演習の目的: 遍照寺についての文章のうち、「遍照寺と源氏物語「夕顔」|京都知られざる穴場の絶景」から「堂宇が並ぶ広大な寺院でした。」までをすべて書き直し、その際「寺院」を「お寺」に置き換えてください。

引用文:
########
2017/03/11

遍照寺と源氏物語「夕顔」|京都知られざる穴場の絶景

遍照寺(へんじょうじ)は、嵯峨野にある真言宗御室派の寺院です。源氏物語にゆかりのある寺ですが、あまり知られていない穴場の寺院です。

遍照寺からすぐの所に師走の鯉揚げで知られる名勝広沢池(ひろさわのいけ)があります。遍照寺はかつてこの池畔にあり、多宝塔や釣殿など数々の堂宇が並ぶ広大な寺院でした。

源氏物語「夕顔」ゆかりの寺

寺の建立の際に庭池として造営されたと伝わる広沢池には、金色の観世音菩薩を祀る観音島があったといいます。また、観月の名所であり、広沢池の月を詠んだ詩歌が多く残されています。
########
抜粋資料:
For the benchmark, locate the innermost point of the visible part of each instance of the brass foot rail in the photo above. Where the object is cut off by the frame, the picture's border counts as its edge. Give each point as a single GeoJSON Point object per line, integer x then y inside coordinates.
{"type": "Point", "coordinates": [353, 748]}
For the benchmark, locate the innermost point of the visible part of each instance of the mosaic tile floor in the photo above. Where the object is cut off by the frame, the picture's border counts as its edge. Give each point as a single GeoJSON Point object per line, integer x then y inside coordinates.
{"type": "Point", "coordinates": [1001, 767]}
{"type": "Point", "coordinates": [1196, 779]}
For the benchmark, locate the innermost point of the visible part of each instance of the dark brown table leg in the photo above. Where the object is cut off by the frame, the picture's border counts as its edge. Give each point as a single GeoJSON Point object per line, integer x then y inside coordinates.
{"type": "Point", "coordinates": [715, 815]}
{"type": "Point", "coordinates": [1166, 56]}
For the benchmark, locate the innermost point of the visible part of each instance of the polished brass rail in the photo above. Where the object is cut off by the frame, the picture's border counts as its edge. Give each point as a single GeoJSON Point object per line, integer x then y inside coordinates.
########
解答例:
遍照寺と源氏物語「夕顔」|京都知られざる穴場の絶景

遍照寺(へんじょうじ)は、嵯峨野にある真言宗御室派のお寺です。源氏物語にゆかりのある寺ですが、あまり知られていない穴場のお寺です。

遍照寺からすぐの所に師走の鯉揚げで知られる名勝広沢池(ひろさわのいけ)があります。遍照寺はかつてこの池畔にあり、多宝塔や釣殿など数々の堂宇が並ぶ広大なお寺でした。